### WHAT IS NEEDED
Continue the reader comments on marriage and love from the end of the last comment shown.

### SELECTED TEXT
_____


    I think the best situation in this case would be a healthy BALANCE between the 2 extreme paths mentioned in the blog. Marriage will never be an unending source of romance, passion and all that - there will be ups and downs. At the same time, it should not be an oppressive system in which there is no room for individual choices/will/ space/beliefs etc.

  10. Hello, Aamba again...

    I know one woman in early 40s who married when she was 21 or so [She was my roommate...]. She married without loving him & she learned to love him & that just made me 'wow!' when I heard that story.

    Yeah but I believe that there are 2 types of love: romantic love & love you have for family & close friends. Somehow i believe that marriage might be love like for close family, the caring important one.

    Then again... I'm only 16, never had bf & don't know anything about love...

    Oh & I do mix hindu & western country for feeling comfortable

  11. I'm very unsure about love. I think I need to be more sure about things before I marry, so I'm going to do some more studying and learning.

    I'm reading a few books about marriage, including Elizabeth Gilbert's latest. After Eat Pray Love she wrote a book called Commitment about the history of marriage and her relationship to it.

    I don't want to end up in a situation that is unfair to my husband either. Whoever he is, if he is expecting my love, then he should get it!

  12. Very wise words, SM. A middle ground, balance. That's what I'm always striving for in other things, why don't I ever apply that to romantic relationships?

_____

### EXTRACTED MATERIAL
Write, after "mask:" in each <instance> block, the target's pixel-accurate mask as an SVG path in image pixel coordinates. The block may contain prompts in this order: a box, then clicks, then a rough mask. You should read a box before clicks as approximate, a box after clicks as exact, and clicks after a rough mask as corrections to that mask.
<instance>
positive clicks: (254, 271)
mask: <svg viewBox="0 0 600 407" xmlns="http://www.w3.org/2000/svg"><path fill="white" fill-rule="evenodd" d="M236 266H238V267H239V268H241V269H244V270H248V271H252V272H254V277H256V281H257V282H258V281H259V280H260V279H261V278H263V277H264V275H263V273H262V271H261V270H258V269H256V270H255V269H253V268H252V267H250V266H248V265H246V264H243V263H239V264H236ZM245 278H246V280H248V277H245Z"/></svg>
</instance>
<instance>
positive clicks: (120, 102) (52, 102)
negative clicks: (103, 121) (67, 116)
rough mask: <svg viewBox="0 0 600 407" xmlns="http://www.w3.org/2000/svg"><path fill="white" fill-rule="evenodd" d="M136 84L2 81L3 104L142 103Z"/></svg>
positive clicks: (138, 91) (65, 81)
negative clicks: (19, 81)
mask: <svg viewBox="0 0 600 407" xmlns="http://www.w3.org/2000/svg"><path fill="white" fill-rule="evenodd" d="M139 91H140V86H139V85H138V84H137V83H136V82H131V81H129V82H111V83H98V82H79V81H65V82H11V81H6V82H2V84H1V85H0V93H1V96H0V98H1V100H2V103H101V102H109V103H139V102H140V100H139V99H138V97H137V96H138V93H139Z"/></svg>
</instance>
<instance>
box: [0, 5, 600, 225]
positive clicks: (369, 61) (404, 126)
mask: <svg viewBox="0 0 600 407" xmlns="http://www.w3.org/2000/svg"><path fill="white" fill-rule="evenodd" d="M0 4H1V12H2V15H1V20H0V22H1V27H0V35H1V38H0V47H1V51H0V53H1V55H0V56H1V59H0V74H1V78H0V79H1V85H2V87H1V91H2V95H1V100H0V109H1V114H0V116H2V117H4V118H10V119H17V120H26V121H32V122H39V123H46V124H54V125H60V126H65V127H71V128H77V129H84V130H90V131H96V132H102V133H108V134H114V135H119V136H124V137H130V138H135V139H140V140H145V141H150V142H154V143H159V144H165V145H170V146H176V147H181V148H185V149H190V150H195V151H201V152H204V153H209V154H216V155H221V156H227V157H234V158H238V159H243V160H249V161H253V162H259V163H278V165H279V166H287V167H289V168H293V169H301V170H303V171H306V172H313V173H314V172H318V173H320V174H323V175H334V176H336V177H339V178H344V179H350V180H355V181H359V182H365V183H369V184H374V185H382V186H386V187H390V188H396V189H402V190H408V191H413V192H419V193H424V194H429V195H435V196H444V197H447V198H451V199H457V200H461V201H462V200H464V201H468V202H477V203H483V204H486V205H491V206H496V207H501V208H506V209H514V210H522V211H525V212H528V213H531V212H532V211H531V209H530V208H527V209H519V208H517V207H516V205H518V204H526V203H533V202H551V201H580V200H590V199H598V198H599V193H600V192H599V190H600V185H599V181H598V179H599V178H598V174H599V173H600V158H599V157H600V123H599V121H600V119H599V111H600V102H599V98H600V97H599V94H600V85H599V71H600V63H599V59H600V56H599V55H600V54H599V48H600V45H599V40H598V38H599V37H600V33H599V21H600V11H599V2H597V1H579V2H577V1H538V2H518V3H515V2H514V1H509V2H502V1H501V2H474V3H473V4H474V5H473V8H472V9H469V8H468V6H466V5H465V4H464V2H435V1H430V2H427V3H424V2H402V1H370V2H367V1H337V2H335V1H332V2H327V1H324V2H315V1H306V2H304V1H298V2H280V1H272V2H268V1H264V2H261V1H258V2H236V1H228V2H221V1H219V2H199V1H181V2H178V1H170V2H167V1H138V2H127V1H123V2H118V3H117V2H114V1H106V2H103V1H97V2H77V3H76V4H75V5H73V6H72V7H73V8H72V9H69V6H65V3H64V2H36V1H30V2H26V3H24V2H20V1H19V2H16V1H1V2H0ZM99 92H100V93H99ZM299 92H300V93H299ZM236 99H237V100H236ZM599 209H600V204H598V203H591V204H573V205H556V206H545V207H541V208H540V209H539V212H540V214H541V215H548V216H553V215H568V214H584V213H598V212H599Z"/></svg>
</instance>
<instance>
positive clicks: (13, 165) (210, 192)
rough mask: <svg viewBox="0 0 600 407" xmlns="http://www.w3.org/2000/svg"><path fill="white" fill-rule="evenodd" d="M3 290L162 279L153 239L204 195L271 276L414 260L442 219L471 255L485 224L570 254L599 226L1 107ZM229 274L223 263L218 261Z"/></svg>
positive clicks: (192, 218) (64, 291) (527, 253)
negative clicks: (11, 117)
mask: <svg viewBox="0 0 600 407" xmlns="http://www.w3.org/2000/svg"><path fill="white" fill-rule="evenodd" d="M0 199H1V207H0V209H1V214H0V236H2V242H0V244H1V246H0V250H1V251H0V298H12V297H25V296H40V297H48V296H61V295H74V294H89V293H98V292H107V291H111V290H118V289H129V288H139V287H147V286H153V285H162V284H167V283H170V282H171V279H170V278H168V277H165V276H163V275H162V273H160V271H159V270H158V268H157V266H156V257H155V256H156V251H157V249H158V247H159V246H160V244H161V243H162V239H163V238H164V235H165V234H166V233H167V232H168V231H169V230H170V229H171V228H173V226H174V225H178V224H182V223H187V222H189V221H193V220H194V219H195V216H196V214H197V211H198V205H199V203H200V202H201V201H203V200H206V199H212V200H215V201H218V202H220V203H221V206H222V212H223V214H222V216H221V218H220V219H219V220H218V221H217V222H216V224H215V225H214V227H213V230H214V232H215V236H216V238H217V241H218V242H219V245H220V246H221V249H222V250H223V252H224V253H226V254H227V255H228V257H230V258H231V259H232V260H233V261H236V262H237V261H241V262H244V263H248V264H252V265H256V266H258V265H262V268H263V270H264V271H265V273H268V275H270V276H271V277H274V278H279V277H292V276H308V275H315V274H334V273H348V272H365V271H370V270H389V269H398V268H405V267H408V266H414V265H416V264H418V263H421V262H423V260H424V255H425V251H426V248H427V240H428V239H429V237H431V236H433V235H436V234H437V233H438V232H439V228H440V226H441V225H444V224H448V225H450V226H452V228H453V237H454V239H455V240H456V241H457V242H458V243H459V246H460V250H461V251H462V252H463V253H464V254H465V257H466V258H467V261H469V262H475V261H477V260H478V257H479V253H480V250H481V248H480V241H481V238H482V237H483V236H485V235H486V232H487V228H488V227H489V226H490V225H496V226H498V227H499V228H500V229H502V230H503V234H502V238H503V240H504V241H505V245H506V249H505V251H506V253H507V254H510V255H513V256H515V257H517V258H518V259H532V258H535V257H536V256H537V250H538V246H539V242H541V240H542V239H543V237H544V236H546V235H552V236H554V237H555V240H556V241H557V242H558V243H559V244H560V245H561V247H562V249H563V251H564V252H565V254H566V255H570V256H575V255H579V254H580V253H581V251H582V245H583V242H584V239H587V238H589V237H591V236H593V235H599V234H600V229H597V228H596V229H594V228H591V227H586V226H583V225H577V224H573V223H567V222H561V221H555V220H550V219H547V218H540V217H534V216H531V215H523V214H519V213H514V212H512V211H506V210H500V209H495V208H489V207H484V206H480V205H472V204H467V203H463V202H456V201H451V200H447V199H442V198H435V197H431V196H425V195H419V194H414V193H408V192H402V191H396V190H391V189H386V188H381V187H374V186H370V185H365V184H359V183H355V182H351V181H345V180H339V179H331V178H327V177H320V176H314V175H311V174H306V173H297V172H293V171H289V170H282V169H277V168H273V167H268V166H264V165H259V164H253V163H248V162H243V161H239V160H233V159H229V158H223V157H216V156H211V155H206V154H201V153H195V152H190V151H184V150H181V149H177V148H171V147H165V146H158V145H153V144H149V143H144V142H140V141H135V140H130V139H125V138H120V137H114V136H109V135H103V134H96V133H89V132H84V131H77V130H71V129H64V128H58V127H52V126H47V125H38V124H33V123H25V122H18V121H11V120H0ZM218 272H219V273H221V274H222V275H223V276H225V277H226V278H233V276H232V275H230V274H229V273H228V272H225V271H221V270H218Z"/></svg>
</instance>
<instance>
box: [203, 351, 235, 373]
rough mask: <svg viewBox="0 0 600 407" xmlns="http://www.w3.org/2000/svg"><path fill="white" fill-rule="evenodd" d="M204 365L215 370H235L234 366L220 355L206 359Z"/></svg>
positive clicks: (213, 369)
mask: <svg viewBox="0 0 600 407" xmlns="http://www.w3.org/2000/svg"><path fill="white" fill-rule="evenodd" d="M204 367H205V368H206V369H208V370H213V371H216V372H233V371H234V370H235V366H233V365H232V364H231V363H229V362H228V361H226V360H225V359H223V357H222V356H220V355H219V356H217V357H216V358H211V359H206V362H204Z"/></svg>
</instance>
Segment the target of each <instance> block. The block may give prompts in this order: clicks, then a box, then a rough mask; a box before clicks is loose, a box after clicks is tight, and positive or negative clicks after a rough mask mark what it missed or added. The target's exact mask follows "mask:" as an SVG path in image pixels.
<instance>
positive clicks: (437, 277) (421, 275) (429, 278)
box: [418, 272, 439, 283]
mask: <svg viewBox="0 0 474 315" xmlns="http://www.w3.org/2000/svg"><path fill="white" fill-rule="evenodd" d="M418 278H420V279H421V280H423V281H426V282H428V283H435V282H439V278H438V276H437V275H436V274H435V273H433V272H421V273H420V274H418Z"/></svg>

_____

### EXERCISE RESULT
  13. @alice, at 16 you havent got much to worry about, no boy at that age will be looking for 'any serious' relationships. Besides you /him dont have a clue about the careers you will 'land' into etc. As a hindu dad I would like you to wait until you are 19 or 20 before you think of ANY relationship whatso ever. You must focus on education and strngthen your prospects toget into a good job. Lay a strong foundation now....Iam preachy but with a good intention, you can ignore what I said. In this liberal and open societies its no big problem to get intoa relationship and equally easy to get out of it. So why hurry and distract oneself. With a good career you will have more freedom, than when you remain a dependent on a man for financial support and survival.

    That said most hindus put priorities like kids and a spouse ahead of romance. Hindus hate divorce because they dont want to hurt kids in anyway.If spouse is reasonably good and caring,even without ever being a romantic hero like what you see in indian movies thats good enough. A sincere man, not abusive, not being a slave to alcohol or other habits or not a cheat, reasonably intelligent bread winner, then the wife must be happy.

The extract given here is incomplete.